**Document excerpt**
** begin **

In a nutshell, our industry is professionalising - and it feels great.  It’s been building for a while, and in my estimation, this is now a grass roots movement that that won’t be stopped.  Of course, everyone has their own definition of what professionalism means and so it’s incumbent on me to provide illustration from my own daily experience:

  • Principals of advice businesses are looking to ‘reset’.  For some this is coincident with exiting an institutional advice network and wanting to reframe their identity; for others it’s simply the realisation that there are alternative business models and services available to them that represent a better way. 

  • Advice and relationship culture is prevailing over sales culture.  Business owners are focused on what it takes to genuinely add value for clients – now and in the future.  It’s not just about point in time advice leading to a transaction.  It’s about meeting the true investment advice and service needs of clients as they play out over their lifetime

  • Advisers are no longer trying to position themselves has having all the answers on investment.  They see that working with full time investment professionals enhances their offer and standing and will lead to better outcomes.

** end **

**Work instructions**
1) Rewrite the passage on the advice industry from "In a nutshell, our" up to and including "a better way.", replacing "movement" with "shift".
2) In the passage on the advice industry, what is said to be prevailing over sales culture?
The lines after this have no connection to the passage on the advice industry.

**Source material**
** begin **

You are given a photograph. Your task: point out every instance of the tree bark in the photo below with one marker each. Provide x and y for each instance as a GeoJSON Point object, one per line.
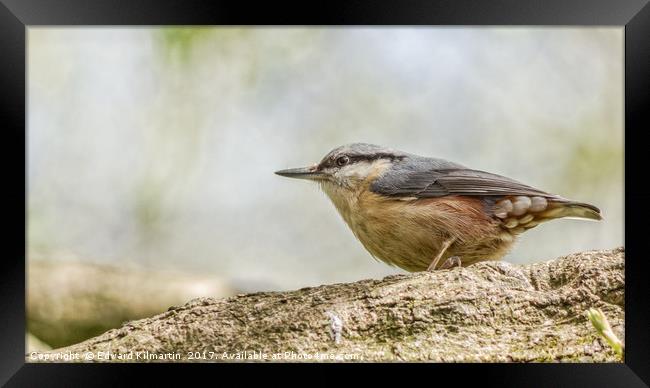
{"type": "Point", "coordinates": [491, 311]}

** end **

**Response list**
1)
In a nutshell, our industry is professionalising - and it feels great.  It’s been building for a while, and in my estimation, this is now a grass roots shift that that won’t be stopped.  Of course, everyone has their own definition of what professionalism means and so it’s incumbent on me to provide illustration from my own daily experience:

  • Principals of advice businesses are looking to ‘reset’.  For some this is coincident with exiting an institutional advice network and wanting to reframe their identity; for others it’s simply the realisation that there are alternative business models and services available to them that represent a better way.

2) Advice and relationship culture.